** Data to use **
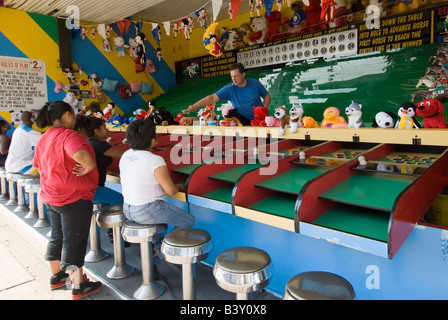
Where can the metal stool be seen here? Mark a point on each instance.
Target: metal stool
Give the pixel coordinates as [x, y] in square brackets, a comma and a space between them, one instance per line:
[243, 270]
[32, 187]
[145, 234]
[12, 182]
[317, 285]
[96, 253]
[113, 217]
[4, 185]
[34, 190]
[187, 247]
[21, 183]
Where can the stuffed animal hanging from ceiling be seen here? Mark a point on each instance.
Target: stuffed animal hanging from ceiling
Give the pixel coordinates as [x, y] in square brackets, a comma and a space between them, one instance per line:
[141, 50]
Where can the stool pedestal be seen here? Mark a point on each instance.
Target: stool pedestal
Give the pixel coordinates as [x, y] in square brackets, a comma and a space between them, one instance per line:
[243, 270]
[95, 253]
[187, 247]
[146, 235]
[32, 187]
[113, 217]
[12, 182]
[318, 285]
[4, 185]
[21, 183]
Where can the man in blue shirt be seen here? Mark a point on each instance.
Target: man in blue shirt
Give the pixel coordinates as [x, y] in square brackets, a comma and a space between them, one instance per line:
[244, 94]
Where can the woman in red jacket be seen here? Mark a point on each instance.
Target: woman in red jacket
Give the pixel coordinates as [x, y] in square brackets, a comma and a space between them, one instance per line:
[68, 178]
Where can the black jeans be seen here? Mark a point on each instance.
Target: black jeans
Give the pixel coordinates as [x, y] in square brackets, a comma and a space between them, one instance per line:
[70, 225]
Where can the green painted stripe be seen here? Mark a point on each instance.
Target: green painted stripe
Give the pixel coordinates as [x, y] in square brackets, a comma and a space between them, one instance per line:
[47, 24]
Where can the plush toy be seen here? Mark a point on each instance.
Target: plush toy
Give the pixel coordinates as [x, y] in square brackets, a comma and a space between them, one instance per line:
[295, 117]
[407, 117]
[275, 22]
[384, 119]
[298, 19]
[328, 9]
[133, 48]
[109, 111]
[431, 110]
[374, 12]
[260, 28]
[332, 119]
[340, 14]
[85, 111]
[178, 117]
[272, 121]
[260, 113]
[141, 49]
[233, 40]
[161, 116]
[188, 121]
[357, 10]
[120, 46]
[245, 31]
[313, 12]
[150, 67]
[354, 115]
[207, 114]
[231, 117]
[309, 122]
[282, 115]
[58, 86]
[71, 99]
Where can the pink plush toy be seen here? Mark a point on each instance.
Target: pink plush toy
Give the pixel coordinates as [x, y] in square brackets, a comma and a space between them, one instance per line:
[431, 110]
[272, 121]
[260, 113]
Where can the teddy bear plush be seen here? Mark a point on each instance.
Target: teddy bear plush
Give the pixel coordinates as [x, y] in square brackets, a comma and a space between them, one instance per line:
[275, 22]
[282, 115]
[260, 27]
[260, 113]
[431, 110]
[272, 121]
[384, 119]
[231, 117]
[333, 119]
[313, 12]
[187, 121]
[309, 122]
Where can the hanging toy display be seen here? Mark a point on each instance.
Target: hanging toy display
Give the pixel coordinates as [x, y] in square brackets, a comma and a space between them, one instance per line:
[210, 41]
[141, 50]
[184, 26]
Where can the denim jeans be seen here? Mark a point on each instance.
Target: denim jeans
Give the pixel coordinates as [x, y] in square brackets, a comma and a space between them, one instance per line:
[70, 226]
[159, 212]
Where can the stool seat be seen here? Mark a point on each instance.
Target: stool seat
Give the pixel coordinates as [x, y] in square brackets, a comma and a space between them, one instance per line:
[111, 216]
[243, 269]
[136, 233]
[145, 234]
[186, 246]
[318, 285]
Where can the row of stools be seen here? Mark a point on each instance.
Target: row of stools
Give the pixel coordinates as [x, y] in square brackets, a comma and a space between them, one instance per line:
[13, 189]
[241, 270]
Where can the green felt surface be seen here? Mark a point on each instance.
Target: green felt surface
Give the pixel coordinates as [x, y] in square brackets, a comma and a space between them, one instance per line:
[292, 180]
[188, 169]
[233, 174]
[378, 192]
[355, 220]
[280, 204]
[223, 194]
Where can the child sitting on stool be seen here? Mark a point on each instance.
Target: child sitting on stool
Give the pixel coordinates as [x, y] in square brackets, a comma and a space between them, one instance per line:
[145, 179]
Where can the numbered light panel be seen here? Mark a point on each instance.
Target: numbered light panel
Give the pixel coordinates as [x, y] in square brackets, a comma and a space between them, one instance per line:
[325, 46]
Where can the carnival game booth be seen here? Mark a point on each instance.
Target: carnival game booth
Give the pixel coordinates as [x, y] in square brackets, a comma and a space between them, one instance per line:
[339, 200]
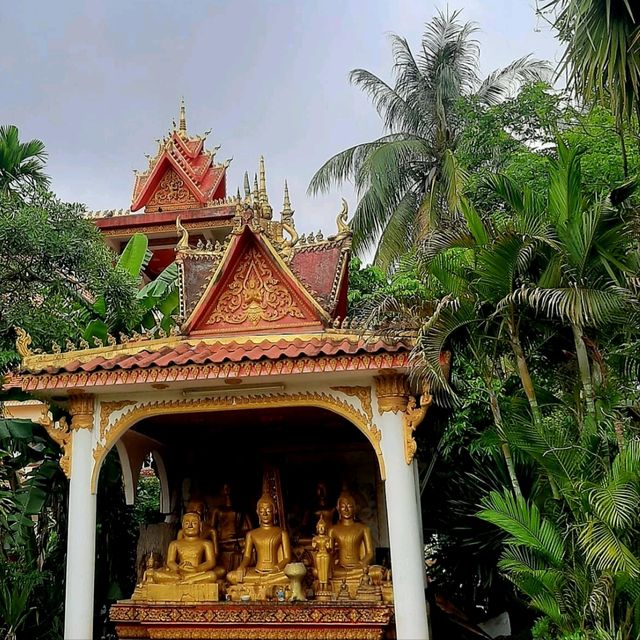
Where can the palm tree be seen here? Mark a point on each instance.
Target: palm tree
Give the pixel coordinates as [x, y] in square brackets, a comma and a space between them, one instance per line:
[578, 559]
[409, 180]
[588, 277]
[602, 55]
[21, 163]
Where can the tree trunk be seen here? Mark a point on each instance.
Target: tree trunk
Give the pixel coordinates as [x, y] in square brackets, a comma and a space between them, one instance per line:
[585, 372]
[523, 368]
[623, 149]
[504, 445]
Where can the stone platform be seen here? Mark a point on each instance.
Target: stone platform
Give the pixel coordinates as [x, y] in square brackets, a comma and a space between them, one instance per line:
[252, 621]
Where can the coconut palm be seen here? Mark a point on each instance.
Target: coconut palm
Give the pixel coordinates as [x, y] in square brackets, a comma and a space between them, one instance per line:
[21, 163]
[602, 55]
[588, 275]
[577, 560]
[409, 180]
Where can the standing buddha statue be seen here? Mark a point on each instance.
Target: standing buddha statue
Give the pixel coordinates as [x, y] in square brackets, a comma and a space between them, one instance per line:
[322, 548]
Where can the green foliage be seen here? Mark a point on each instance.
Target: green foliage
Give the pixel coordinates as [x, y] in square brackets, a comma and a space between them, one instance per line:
[147, 503]
[32, 531]
[21, 163]
[410, 179]
[602, 54]
[54, 266]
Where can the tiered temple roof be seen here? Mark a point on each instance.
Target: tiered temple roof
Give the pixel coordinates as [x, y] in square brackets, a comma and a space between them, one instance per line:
[257, 300]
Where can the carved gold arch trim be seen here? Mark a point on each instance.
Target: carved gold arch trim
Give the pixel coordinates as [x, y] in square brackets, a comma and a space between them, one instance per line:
[112, 432]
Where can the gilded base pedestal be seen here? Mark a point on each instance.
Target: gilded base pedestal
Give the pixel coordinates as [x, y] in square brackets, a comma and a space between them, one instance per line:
[252, 621]
[178, 592]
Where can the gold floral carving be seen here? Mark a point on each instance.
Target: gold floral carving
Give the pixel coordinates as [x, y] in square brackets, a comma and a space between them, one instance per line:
[162, 407]
[263, 634]
[23, 343]
[59, 432]
[81, 409]
[254, 294]
[106, 411]
[246, 369]
[412, 417]
[363, 394]
[264, 622]
[392, 391]
[171, 193]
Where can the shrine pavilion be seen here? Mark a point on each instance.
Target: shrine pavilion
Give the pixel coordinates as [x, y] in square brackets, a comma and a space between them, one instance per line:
[260, 389]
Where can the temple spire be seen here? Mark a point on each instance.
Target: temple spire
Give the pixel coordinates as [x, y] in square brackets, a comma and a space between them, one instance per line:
[256, 191]
[265, 207]
[182, 126]
[287, 211]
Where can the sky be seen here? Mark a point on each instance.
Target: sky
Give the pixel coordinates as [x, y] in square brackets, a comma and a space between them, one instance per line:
[99, 81]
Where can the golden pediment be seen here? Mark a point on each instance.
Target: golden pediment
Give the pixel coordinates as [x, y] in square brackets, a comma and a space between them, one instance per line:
[171, 194]
[255, 293]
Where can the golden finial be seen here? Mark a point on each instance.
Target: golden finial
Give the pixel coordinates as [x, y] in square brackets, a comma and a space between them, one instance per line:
[182, 127]
[183, 243]
[23, 342]
[265, 207]
[343, 228]
[287, 211]
[256, 191]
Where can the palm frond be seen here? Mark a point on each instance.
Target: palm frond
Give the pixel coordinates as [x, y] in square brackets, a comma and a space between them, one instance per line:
[580, 306]
[605, 551]
[616, 502]
[525, 525]
[344, 165]
[503, 83]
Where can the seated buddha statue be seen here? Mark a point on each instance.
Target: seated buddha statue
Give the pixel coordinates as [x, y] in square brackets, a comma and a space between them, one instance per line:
[271, 546]
[190, 559]
[207, 532]
[353, 543]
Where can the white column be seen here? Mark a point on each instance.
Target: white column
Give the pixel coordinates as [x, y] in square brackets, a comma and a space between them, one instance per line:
[81, 542]
[405, 535]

** Work task **
Show, from the listing above, every line holding the word "jeans".

** Solution for this exercise **
Where can the black jeans be seen here? Mark a point on each instance.
Target: black jeans
Where can the denim jeans be seen here? Mark a point on each instance.
Target: denim jeans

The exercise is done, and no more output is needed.